Please transcribe, exactly, the line that contains "Audit instructions — the first annotator's boxes for fan" and every line after it to the end of the records, and nothing else.

Saved entries:
* * * *

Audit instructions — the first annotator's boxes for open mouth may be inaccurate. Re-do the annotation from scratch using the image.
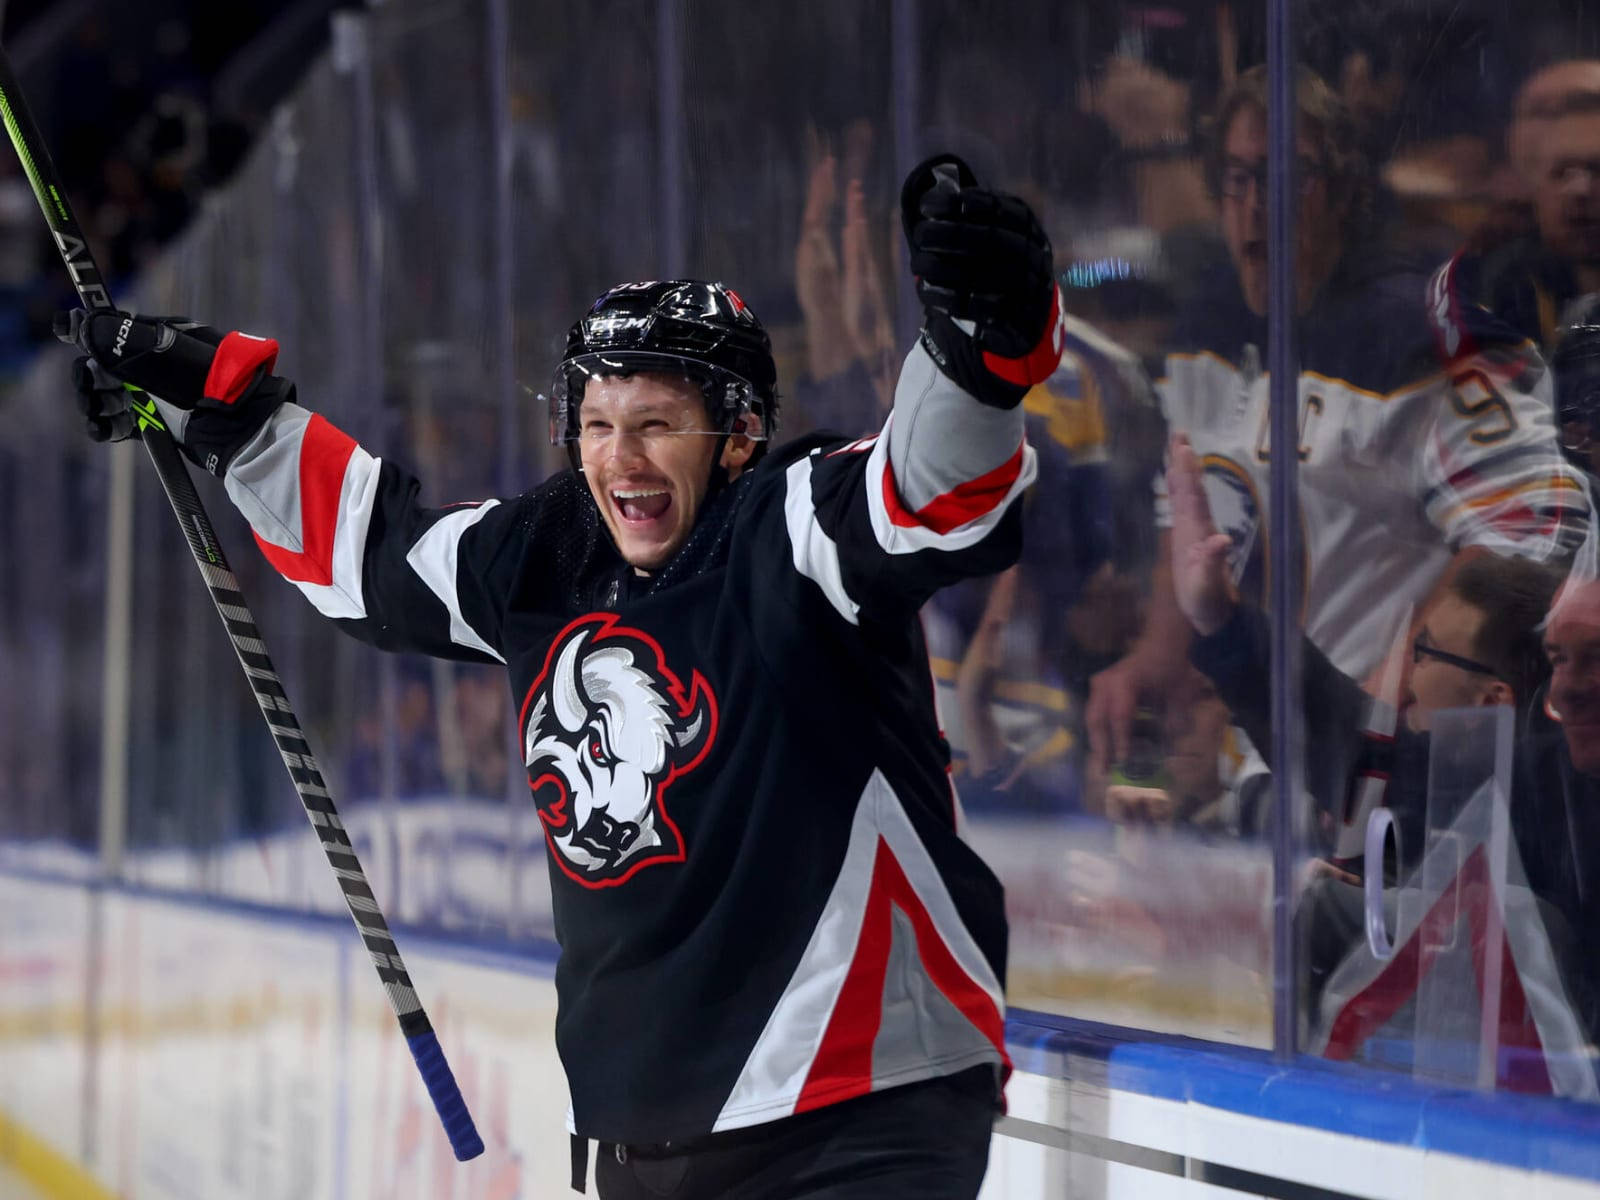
[613,488,672,526]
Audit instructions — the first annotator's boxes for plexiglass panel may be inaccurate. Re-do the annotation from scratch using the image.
[1285,0,1600,1101]
[1,0,1597,1108]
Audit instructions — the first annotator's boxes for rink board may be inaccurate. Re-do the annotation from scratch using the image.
[0,874,568,1199]
[3,869,1600,1200]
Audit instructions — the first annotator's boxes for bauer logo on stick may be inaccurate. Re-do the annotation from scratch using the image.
[522,614,716,888]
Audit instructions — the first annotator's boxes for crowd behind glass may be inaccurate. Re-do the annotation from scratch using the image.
[757,12,1600,1095]
[2,0,1598,1106]
[955,26,1600,1093]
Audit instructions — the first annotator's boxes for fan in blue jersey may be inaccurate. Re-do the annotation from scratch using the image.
[60,154,1062,1200]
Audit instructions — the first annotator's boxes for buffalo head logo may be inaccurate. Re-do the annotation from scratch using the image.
[520,614,716,887]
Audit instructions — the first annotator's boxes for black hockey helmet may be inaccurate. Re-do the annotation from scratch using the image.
[548,280,779,449]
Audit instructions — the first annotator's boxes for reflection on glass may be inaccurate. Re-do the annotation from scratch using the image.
[1306,707,1599,1101]
[1281,4,1600,1104]
[908,2,1278,1048]
[5,0,1600,1127]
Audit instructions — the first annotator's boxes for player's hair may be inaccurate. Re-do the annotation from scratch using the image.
[1203,64,1372,231]
[1451,554,1567,703]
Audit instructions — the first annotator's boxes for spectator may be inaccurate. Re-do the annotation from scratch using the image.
[1098,664,1271,838]
[446,667,515,800]
[1078,56,1233,319]
[1086,64,1588,792]
[936,305,1152,814]
[1551,322,1600,476]
[1460,72,1600,351]
[1168,431,1600,1082]
[1451,62,1600,479]
[791,122,897,436]
[1508,60,1600,202]
[1401,553,1565,732]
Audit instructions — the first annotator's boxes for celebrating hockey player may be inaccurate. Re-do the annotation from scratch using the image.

* * * *

**Written response**
Audit instructions — the first annotator's boxes for fan in blue jersey may be inaccurate. Re-do the annotation from scratch using the image.
[60,154,1062,1200]
Audit instructions — the first annotator's boxes for buffalo head logo may be inaccurate. Re-do the annotation from scratch using the image.
[520,614,716,887]
Audit instructions — the first annotator's boxes for black hockey helmet may be inaccurate. Re-do the annotation from scratch using the image.
[548,280,779,449]
Audit instructions — the first annotator's boxes for reflection on glass may be inaccurate. Re-do the annotation from scratch using the image.
[1306,707,1599,1101]
[1281,4,1600,1104]
[908,2,1278,1048]
[5,0,1600,1127]
Audit instructions — the first annotator's boxes for player's hair may be inaccurate. Re-do the annotation from scratch using the image.
[1203,64,1372,231]
[1451,554,1567,703]
Audit instructions — the first annotator's boxes for spectator may be inaccurate. Re-do the annotation from scratch using the image.
[1098,664,1271,838]
[446,667,515,800]
[1078,56,1233,319]
[1086,64,1588,792]
[936,305,1152,814]
[1551,322,1600,476]
[1460,72,1600,351]
[1168,431,1600,1082]
[1451,62,1600,479]
[791,122,897,436]
[1508,60,1600,202]
[1401,553,1565,732]
Audit instructions — the first annotator's boxes for celebrating hockey player may be inaccurate. Re-do the annotation from scratch using the image.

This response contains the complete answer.